*** Block opens ***
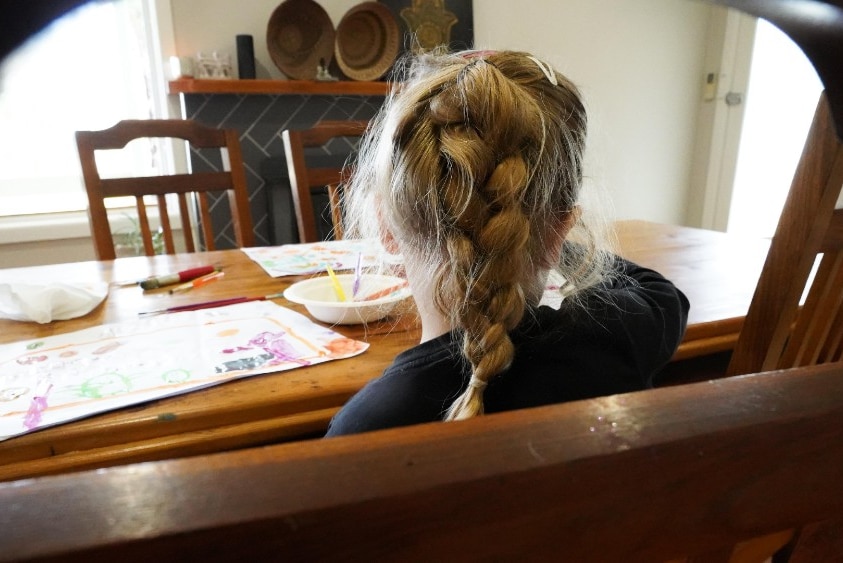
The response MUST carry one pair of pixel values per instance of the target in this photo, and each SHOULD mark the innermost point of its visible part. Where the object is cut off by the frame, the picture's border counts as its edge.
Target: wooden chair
(683, 473)
(779, 333)
(200, 185)
(781, 330)
(304, 180)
*** Block closes ***
Write out the data above in full and exactly, but not the pictures.

* [Your solution]
The response MUST carry one pair of pixel values per instance of the target in this photo, and each SHOULD mark the innermost point of its visible part. Where the object is cut off by the frame, the picture's border counts as its edge.
Target: wooden chair
(683, 473)
(779, 333)
(200, 185)
(781, 330)
(304, 180)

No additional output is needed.